Extracted text:
▽

Here are the highlights from Session One – “Probe Challenges” of the 21st annual IEEE Semiconductor Wafer Test Workshop (SWTW) from Monday June 13, 2011.
Stevan Hunter, ON Semiconductor, “Use of Harsh Wafer Probing to Evaluate Various Bond Pad Structures”:
Recent product needs such as bond [pads] over active circuitry (BOAC), the use of copper (Cu) wire bonding, increased wafer probe touch downs (as many as 6 TDs), and the desire for greater device reliability has driven the need for more robust bond pads to survive wafer probing.
One method for checking for damage to the device from the probing process is via the “Cratering Test”. They etch off the top aluminum (Al) metallization layer of the pad to visually inspect for damage in the underlying titanium-nickel (TiN) barrier metal layer. If there is a problem they can spot a “crater” in the metal. They continue etching to remove the TiN layer to look for additional damage in the layer(s) below.

△

Directions:
a. Rewrite the paragraph of the workshop summary that begins "Recent product needs" as a short bulleted list, keeping its main facts.
b. Answer these questions using the workshop summary above:
(i) What was the name of Session One?
(ii) Which company is Stevan Hunter with?
(iii) In the "Cratering Test," which layer is etched off first?
c. Write the next part of the workshop summary on wafer probing, picking up after its last sentence.

Excerpts from point annotation data:
▽

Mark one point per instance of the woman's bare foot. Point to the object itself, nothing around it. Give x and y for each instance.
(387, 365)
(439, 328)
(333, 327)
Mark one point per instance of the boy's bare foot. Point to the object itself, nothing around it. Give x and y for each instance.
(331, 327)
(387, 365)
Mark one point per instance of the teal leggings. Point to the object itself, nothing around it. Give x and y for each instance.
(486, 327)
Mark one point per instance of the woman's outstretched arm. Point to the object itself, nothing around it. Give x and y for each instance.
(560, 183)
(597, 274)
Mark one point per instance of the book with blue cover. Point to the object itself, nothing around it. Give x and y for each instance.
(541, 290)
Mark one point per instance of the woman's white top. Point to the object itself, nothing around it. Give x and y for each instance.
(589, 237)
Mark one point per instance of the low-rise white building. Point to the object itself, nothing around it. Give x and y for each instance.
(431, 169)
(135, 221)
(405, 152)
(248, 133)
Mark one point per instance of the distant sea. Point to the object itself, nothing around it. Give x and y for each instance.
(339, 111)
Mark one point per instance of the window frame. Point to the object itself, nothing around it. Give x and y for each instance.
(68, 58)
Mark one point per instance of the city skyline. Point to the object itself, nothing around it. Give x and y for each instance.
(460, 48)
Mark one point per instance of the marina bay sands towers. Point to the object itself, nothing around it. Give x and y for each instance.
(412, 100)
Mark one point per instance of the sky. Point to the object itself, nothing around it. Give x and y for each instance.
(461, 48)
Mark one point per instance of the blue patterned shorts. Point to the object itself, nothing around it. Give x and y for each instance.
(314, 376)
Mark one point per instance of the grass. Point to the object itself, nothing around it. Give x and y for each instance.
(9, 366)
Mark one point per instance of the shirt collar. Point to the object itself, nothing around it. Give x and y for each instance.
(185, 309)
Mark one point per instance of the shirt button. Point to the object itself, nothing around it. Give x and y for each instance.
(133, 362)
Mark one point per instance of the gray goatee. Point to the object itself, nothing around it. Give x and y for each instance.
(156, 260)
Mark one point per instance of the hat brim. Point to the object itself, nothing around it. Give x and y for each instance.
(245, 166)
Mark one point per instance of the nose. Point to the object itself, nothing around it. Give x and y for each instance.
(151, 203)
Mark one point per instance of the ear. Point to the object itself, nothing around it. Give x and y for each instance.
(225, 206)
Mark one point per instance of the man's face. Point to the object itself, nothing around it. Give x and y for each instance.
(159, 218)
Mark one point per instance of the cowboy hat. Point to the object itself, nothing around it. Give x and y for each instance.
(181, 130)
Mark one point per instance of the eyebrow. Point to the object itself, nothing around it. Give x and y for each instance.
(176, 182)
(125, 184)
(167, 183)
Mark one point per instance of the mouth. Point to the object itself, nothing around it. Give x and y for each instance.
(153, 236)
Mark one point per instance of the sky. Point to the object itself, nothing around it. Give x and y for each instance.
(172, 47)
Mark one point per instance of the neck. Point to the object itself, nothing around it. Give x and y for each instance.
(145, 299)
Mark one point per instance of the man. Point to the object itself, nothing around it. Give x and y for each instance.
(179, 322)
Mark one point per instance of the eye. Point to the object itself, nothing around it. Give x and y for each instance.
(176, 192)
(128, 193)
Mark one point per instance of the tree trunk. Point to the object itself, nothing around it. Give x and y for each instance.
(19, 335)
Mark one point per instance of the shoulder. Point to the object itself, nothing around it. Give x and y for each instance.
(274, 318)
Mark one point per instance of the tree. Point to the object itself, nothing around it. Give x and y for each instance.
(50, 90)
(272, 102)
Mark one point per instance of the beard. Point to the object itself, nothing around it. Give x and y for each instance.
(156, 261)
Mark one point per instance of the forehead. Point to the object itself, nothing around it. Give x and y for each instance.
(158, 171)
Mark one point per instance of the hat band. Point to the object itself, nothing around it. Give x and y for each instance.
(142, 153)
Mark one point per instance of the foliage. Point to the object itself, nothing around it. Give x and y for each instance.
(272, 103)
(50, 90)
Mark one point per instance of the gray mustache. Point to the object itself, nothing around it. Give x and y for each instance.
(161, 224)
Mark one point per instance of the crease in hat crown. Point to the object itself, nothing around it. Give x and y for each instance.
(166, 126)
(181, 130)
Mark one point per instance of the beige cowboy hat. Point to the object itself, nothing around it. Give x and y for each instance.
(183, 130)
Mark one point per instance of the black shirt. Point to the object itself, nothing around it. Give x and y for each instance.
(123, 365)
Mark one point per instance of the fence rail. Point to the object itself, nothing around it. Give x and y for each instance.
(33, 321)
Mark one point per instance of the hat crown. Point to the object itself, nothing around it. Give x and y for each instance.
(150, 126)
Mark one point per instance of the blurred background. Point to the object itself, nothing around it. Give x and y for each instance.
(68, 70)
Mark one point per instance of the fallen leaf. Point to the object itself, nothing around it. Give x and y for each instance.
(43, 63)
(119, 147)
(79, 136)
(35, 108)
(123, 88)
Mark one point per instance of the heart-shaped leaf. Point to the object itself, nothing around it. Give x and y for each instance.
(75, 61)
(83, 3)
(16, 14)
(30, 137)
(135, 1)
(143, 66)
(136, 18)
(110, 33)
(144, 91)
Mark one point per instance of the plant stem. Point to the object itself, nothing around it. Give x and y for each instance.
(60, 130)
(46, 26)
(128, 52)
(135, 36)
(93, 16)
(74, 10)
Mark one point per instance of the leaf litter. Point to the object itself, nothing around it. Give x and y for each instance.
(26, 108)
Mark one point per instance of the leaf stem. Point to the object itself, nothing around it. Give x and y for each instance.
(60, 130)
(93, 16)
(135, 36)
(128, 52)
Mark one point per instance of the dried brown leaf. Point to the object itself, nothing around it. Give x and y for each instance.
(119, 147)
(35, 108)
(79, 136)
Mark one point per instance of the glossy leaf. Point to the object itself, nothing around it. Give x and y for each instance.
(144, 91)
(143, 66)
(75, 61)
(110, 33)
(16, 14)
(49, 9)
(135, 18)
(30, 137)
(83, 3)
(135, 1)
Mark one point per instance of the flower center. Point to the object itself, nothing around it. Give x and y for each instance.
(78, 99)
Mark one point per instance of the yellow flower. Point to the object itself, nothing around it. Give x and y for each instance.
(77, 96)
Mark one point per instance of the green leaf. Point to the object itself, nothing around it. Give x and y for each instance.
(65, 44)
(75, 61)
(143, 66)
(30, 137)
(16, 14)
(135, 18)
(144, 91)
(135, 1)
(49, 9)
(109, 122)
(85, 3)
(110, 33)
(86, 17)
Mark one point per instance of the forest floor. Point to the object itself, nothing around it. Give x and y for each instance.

△

Responses:
a.
More robust bond pads are needed to survive wafer probing. This need is driven by:
- bond pads over active circuitry (BOAC)
- the use of copper (Cu) wire bonding
- more wafer probe touch downs (as many as 6 TDs)
- the desire for greater device reliability

b.
(i) "Probe Challenges"
(ii) ON Semiconductor
(iii) The top aluminum (Al) metallization layer of the pad

c.
In addition to the Cratering Test, they take a smaller sample of probed pads and use a focused ion beam (FIB) to cross section the layers that compose the bond pad and those below it. Examining these side images will show crack formation that may not be visible in the Cratering Test.
They did a design of experiments (DOE) to determine which parameters caused crack formation in their traditional pad structure of four metal layers interconnected by tungsten vias. They discovered that high probe overdrive (OD) and high number of touch downs combined with short probe tips made the most damage especially under the “heel” of the probe tip.
They next examined how different pad structures correlated to cracking. The traditional structure was the weakest while a structure of a simple aluminum pad with no lower metal layers or vias was the strongest. However, a metal pad with no interconnect is not useful since it is impossible to route a signal to it. They did discover that as the metal density of the interconnect layers below a pad are reduced so is the rate of cracking. In addition, mesh patterns or slotting can limit the propagation of the cracks in these lower metal layers.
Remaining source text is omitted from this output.